- 文本段落 -
****

我覺得因該跟人的大小差不多, 要不然就跟姚明一樣高(- -) 
不然你怎麼養?(我想養> <)
很大隻的話怎麼養 , 我家沒那麼大............(完全楚於自己的世界裡- -).....
........阿!!!我是新人請多指教,各位大大...............

----------


## 銀牙_新

如果我的話,我是選跟人差不多大小
這樣比較方便收納~(?!)
太大的話要躲不容易和很多問題,又不想感覺太渺小......
但是如果是選同伴(寵物?)之類的話
還蠻想要一隻吉娃娃大小的(可變身,至少可以變得跟人一樣大,而且力量大)
因為這樣攜帶方便(?!) 重點是這樣很可愛呀~

----------


## 幻狼

大小這種事要好好想一下了．．

大的很難找位置安置自己（胃口都沒機會充好吧

小的又怕當做寵物（小狗～乖

還是人一般大小的最好呢～～～

----------


## 哈貝特洛特

嗯.......我覺得大概2、3公尺高就好了。
太大的話隨便移動就會影響環境(101大樓就垮了)
太小的話很容易在無意間被踩死
比人高一點比較有龍的那種big的感覺!
純屬自己想法

----------


## 天涯峋狼

我選擇跟飛機一樣大小

但是我比較想要可以變大又變小

這樣好像比較方便=_=

不然太大不知道要停在哪裡0.0

----------


## 黑翼

在目前的地球環境還是以2~3m大小爲生物限度吧，如果是植物繁盛的中生代環境要再大上三五倍，於是X億年以後所有生物都是昆蟲大小？

****

- 所示條目 -

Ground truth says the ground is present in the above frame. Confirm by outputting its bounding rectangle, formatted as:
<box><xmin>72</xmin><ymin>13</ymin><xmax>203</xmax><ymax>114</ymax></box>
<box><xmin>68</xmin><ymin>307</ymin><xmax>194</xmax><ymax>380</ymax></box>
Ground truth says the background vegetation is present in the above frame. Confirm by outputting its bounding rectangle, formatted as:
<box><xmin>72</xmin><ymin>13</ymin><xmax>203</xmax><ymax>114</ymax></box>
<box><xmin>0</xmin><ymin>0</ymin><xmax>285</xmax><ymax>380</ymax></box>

****

請從最後一句之後，續寫這段討論理想體型大小的論壇文字。 上述條目出自其他來源。

- 結果 -
按純生物體推算的話是這樣比較合理……但是……
龍可不是單純的生物體口牙，多少都有些超自然屬性的
所以比常識更大些或者可以改變大小應該沒問題吧……

----------


## realpeanut

回arthur_889 小弟突然想起Windows 7 與XP Mode... (離題了...)

最好跟人一樣大 最易跟人類溝通~
跟飛機/大樓一樣大的話豈不是很麻煩? (除非可以心靈相通, 否則要用擴音器(誤))

----------


## 洪荒渾沌

跟一台飛機一樣大(載人?)+1

話說有很多小說都說龍很大

卻也沒又說有多大

可以在人的話那就是跟飛機差不多的大小了

----------


## 涅爾‧芙洛特

我選跟一台飛機一樣大(載人?)+1 

不過我心目中的大小是大概一個房間大吧
和人一樣大的話不就是獸人了嗎?

----------


## 蒼天翼龍

跟人一樣大+1
不過如果有的話我會更想選"跟巴士一樣大"　XD
介於飛機大跟人類大之間　  :jcdragon-nod-ebby:

----------


## fwiflof

怎麼沒有其他呢......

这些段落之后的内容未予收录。